[Records from a collection]
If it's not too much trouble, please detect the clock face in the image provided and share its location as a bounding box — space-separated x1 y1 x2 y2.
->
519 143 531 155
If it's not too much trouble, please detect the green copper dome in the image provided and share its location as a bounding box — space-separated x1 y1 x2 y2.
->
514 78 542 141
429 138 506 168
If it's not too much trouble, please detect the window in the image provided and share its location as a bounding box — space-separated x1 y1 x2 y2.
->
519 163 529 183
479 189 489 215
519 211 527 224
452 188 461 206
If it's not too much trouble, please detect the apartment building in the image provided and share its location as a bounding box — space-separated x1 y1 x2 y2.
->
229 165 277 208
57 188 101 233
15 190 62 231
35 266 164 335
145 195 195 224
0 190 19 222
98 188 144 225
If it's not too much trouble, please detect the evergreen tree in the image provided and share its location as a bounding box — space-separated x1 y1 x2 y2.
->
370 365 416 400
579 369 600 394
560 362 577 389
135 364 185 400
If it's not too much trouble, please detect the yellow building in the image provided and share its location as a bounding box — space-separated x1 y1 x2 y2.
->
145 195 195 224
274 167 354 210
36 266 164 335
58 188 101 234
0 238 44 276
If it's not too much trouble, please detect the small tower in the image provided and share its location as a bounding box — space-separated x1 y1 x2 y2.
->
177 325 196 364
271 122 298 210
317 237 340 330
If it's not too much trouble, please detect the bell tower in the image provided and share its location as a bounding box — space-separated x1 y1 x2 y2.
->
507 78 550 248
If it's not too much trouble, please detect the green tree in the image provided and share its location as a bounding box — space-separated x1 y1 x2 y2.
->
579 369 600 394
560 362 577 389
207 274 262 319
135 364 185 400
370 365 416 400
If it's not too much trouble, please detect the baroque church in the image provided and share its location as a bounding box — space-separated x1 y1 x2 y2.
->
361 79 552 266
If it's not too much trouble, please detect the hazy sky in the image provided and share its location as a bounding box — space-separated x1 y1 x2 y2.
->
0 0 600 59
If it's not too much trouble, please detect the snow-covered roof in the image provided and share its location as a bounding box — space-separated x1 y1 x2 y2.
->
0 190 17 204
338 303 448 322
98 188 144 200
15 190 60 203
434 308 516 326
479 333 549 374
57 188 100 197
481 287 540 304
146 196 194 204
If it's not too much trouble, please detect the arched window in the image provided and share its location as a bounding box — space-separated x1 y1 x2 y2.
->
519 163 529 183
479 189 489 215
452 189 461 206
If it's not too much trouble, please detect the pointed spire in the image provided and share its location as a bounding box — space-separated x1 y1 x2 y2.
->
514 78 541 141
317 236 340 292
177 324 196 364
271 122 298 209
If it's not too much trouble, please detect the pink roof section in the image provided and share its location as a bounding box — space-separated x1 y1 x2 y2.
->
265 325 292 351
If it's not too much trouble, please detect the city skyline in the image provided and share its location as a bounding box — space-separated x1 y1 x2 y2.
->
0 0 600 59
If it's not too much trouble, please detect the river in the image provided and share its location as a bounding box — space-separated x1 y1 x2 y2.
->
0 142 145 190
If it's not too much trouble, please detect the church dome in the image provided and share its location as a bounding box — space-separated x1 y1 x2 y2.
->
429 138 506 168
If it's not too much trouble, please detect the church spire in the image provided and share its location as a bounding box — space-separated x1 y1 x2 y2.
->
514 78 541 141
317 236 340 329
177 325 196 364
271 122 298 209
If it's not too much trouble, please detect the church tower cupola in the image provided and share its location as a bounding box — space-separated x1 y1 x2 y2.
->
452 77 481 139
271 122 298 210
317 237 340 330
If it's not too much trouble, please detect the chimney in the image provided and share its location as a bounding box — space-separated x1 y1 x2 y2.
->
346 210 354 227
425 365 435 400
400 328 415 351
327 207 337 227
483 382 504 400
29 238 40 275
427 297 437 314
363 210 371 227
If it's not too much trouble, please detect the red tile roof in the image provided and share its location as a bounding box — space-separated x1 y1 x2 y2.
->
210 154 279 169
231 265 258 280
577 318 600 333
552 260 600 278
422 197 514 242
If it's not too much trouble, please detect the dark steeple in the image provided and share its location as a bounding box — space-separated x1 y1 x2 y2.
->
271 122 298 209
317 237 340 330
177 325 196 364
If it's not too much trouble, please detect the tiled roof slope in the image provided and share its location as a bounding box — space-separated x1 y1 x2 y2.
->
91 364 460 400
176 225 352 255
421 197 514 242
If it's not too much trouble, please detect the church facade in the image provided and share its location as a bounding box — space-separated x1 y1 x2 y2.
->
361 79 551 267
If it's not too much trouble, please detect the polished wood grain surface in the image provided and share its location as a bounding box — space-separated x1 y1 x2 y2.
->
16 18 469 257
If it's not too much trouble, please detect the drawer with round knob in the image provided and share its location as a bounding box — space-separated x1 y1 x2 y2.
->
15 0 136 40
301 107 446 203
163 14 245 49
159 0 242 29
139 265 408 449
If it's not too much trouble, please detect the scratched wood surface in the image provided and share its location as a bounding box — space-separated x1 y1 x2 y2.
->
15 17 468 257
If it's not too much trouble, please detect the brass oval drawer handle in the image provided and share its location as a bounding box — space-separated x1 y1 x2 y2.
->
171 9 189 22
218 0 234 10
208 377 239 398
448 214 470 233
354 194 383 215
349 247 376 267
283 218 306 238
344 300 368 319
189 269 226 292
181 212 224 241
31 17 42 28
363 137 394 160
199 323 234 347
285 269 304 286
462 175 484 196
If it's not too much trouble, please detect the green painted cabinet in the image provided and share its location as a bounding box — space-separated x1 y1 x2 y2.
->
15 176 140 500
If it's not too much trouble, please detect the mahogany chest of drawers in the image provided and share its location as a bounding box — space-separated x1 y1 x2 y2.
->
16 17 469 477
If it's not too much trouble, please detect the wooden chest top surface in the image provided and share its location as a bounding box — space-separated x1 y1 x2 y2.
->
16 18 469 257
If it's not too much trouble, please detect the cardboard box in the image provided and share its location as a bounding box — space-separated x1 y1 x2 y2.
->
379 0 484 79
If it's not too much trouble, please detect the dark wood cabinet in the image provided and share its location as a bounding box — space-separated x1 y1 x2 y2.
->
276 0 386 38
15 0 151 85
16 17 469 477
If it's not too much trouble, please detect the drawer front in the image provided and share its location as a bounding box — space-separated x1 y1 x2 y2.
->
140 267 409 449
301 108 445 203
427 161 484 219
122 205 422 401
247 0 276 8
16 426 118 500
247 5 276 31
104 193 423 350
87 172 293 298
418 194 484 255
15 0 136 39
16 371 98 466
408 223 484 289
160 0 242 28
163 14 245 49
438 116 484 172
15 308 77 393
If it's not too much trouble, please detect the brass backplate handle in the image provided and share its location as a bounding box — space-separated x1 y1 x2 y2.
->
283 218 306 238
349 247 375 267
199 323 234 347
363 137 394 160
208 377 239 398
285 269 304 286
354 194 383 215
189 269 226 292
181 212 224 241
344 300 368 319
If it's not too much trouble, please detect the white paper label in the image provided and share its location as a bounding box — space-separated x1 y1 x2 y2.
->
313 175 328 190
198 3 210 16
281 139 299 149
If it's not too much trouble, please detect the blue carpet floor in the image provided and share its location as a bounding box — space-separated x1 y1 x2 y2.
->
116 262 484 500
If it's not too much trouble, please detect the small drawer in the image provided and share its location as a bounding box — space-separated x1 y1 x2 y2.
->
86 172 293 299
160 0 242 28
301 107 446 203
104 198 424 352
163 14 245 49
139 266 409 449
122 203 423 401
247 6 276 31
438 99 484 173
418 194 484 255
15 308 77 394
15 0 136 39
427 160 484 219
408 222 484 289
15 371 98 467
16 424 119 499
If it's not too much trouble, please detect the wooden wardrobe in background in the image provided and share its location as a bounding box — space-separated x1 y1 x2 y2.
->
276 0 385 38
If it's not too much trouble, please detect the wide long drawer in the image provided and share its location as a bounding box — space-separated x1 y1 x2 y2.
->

THE REQUEST: Rewrite the stretch from the line containing "If it's not too much trouble, please detect the church spire" through the line containing "363 210 371 227", swapping "chimney" for "smokestack" and leaving everything else the same.

WRITTEN ANSWER:
If it's not too much trouble, please detect the church spire in the image provided and share its location as a bounding box — space-separated x1 y1 x2 y2.
->
514 78 541 141
317 236 340 329
177 325 196 364
271 122 298 209
If it's not too much trouble, please detect the church tower cupola in the image provided and share its location as a bounding box — space-separated x1 y1 x2 y2.
->
452 77 481 139
271 122 298 210
317 237 340 330
If it's not too much trouble, please detect the smokestack in the image provided and share its location as a bounding box — space-separated x1 y1 x2 y2.
->
346 210 354 227
425 365 435 400
400 328 415 351
327 207 337 227
483 382 504 400
29 238 40 275
427 297 437 314
363 210 371 227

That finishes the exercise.